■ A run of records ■
----------------------------------------
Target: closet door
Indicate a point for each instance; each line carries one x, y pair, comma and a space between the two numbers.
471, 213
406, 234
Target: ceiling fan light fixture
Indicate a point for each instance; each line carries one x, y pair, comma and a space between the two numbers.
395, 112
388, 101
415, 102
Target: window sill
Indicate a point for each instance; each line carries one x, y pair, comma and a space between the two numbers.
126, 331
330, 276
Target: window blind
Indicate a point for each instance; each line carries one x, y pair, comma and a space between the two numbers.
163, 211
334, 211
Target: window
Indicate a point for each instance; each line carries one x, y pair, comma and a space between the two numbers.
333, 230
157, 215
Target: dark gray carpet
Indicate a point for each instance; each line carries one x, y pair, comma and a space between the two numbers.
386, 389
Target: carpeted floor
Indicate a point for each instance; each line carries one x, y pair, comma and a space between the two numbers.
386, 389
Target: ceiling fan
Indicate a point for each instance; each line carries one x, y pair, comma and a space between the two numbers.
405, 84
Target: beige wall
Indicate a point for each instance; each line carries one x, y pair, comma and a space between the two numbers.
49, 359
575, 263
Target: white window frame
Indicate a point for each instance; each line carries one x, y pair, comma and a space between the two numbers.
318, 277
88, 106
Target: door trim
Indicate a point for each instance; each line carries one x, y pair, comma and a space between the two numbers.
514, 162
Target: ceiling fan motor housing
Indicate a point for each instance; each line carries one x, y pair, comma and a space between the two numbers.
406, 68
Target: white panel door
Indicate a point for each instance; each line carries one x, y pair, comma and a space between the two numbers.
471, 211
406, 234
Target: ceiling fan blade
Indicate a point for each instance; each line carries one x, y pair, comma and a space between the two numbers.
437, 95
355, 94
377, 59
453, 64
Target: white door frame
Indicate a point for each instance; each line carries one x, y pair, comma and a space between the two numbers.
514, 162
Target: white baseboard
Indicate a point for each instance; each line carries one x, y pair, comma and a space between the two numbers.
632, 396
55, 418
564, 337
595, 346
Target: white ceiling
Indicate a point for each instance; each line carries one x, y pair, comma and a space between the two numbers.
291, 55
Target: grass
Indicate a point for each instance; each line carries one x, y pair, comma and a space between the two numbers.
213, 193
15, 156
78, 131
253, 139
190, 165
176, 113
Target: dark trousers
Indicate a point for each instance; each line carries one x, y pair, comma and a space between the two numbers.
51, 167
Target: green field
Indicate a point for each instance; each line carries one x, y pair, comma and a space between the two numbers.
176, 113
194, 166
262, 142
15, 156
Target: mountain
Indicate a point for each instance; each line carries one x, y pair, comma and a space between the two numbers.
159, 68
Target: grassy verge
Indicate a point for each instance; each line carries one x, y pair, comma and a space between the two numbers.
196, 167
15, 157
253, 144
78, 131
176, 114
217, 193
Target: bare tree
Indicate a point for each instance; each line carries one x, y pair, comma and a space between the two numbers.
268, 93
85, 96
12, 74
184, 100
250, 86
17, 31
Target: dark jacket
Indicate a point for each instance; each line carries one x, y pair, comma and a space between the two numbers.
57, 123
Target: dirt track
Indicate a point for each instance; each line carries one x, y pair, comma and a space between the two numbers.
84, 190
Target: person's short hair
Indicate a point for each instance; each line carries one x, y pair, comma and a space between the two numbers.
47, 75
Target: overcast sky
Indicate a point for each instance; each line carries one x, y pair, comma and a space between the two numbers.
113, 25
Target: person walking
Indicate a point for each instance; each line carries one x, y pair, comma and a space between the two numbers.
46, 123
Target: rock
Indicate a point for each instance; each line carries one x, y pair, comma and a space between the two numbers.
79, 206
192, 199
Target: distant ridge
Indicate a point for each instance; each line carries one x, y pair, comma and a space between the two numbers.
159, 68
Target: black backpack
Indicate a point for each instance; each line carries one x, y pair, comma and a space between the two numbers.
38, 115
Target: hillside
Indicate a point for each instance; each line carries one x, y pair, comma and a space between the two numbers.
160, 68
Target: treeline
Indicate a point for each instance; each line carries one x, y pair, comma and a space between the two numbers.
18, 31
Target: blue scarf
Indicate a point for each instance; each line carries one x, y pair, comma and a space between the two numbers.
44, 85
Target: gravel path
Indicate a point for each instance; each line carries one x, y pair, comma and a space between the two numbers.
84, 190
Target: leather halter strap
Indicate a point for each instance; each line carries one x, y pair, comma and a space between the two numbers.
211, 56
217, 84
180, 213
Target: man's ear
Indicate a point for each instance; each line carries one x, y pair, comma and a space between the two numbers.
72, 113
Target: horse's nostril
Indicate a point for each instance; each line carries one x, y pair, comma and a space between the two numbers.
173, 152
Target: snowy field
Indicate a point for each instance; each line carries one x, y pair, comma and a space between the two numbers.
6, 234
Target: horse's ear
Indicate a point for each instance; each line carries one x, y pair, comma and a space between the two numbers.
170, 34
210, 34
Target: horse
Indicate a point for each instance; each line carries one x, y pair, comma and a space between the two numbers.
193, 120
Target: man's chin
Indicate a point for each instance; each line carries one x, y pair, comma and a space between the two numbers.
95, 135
----------------------------------------
■ PROBLEM TO SOLVE ■
Give all of the entries again, word for word.

■ EXERCISE RESULT ■
Target: closet door
Indicate a point for each instance; each line carries one x, y pair, comma and a space between the two numbers.
471, 213
406, 234
Target: ceiling fan light fixture
Indicate a point for each instance; each line carries one x, y pair, comma and a space between the two numbers.
395, 112
388, 101
415, 102
Target: window sill
Indicate a point for each instance; each line carries one x, y pair, comma and a space between the two numbers.
126, 331
330, 276
Target: window blind
Indicate a point for each instance; each line carries one x, y pair, comma and a space between the two numbers.
163, 211
334, 211
Target: window
Indicate a point for each instance; each line carries one x, y pair, comma and a space between the two numbers.
333, 230
157, 215
Target: dark gray carpet
Indicate a point for each instance; each line carries one x, y pair, comma and a space between the two numbers.
386, 389
Target: carpeted floor
Indicate a point for each instance; each line carries one x, y pair, comma and a space between the two numbers.
386, 389
Target: ceiling fan
Indicate a point for each instance; each line carries one x, y pair, comma and a space between the two numbers.
405, 84
Target: beige wall
Indicate a point for each instance; each line carries one x, y pair, comma and a space between the two numbers.
49, 359
575, 263
Target: white window frame
Indicate a point for each instance; each line carries one x, y pair, comma and a space between the two numbers.
318, 277
88, 106
Target: door trim
Indicate a point for each instance; each line carries one x, y pair, comma and a space between the two numbers.
514, 162
Target: ceiling fan motor housing
Indicate a point for each instance; each line carries one x, y pair, comma and a space between the two numbers.
406, 68
Target: white panel door
Indicate a point for each instance; each line carries one x, y pair, comma and a space between the two numbers.
471, 211
406, 234
Target: ceiling fan blade
Indicate a point for each instance; each line carries one x, y pair, comma and a space between the two numbers.
437, 95
355, 94
377, 59
453, 64
Target: white door frame
Indicate a point for each instance; each line carries one x, y pair, comma and a space between the two numbers.
514, 162
Target: white baseboard
Indicate a point for each instance; each line carries one x, y pair, comma and a space between the two numbers.
632, 396
55, 418
564, 337
595, 346
Target: white ceiling
Indicate a point for each instance; each line carries one x, y pair, comma and a space between the two numbers.
291, 55
Target: grass
Indicate a point for each instance; each line carries one x, y pair, comma and a space between the two numbers.
213, 193
15, 156
78, 131
253, 139
190, 165
176, 113
Target: dark trousers
Indicate a point for each instance; each line carries one x, y pair, comma and a space between the two numbers.
51, 167
Target: green field
Indicate a point for each instance; each line carries one x, y pair, comma and a space between the two numbers.
176, 113
194, 166
262, 142
15, 156
Target: mountain
Indicate a point for each instance; each line carries one x, y pair, comma and a space between the two numbers.
159, 68
Target: grassy verge
Indicate a point for each instance; each line carries one x, y pair, comma and a space between the two numbers.
196, 167
15, 157
253, 144
78, 131
176, 114
217, 193
Target: bare tree
Indicate a point for each instance; each line carries one x, y pair, comma and a space between the two numbers.
268, 93
85, 96
12, 74
184, 100
250, 86
17, 31
Target: dark jacket
Indicate a point for each instance; each line carries one x, y pair, comma and a space between the two numbers.
57, 123
Target: dirt track
Indicate a point for each instance; each line carries one x, y pair, comma and a space between the two numbers.
84, 190
Target: person's short hair
Indicate a point for each instance; each line carries one x, y pair, comma and a space between the two numbers.
47, 75
Target: overcast sky
Indicate a point for each instance; each line carries one x, y pair, comma and a space between the two numbers.
113, 25
Target: person walking
Indicate a point for each instance; each line carries one x, y pair, comma and a space between the two numbers.
46, 123
Target: rock
Indicate a point for each instance; each line carries one x, y pair, comma and a space between the two numbers.
79, 206
192, 199
Target: distant ridge
Indicate a point for each instance; each line carries one x, y pair, comma and a space between the two numbers.
159, 68
Target: black backpack
Indicate a point for each instance; each line carries one x, y pair, comma and a space between the two numbers.
38, 115
Target: hillside
Indicate a point for each instance; each line carries one x, y pair, comma and a space between the two numbers.
160, 68
Target: treeline
Indicate a point for each instance; each line carries one x, y pair, comma and a space between the two numbers.
18, 31
Target: blue scarf
Indicate a point for each instance; each line carries one x, y pair, comma and a space between the two numbers.
44, 85
Target: gravel path
Indicate a point for each instance; each line carries one x, y pair, comma and a space between the two numbers.
84, 190
Target: leather halter strap
Indicate a point for each instance; each line carries one x, y pair, comma and a space between the two numbers.
211, 56
217, 84
180, 213
Target: man's ear
Indicate a point for each instance; each line carries one x, y pair, comma and a space between the two numbers.
72, 113
Target: horse's nostril
Indicate a point for each instance; each line carries one x, y pair, comma and a space between the two numbers.
173, 152
Target: snowy field
Indicate a point for each instance; each line carries one x, y pair, comma and a space between the two numbers.
6, 234
Target: horse's ear
Indicate a point for each instance; each line carries one x, y pair, comma and a space between the two numbers.
170, 34
210, 34
Target: horse
Indicate a point for each instance; each line carries one x, y pair, comma and a space between the two numbers.
193, 120
Target: man's chin
Indicate a point for each instance; each line carries one x, y pair, comma and a space between the two numbers.
95, 135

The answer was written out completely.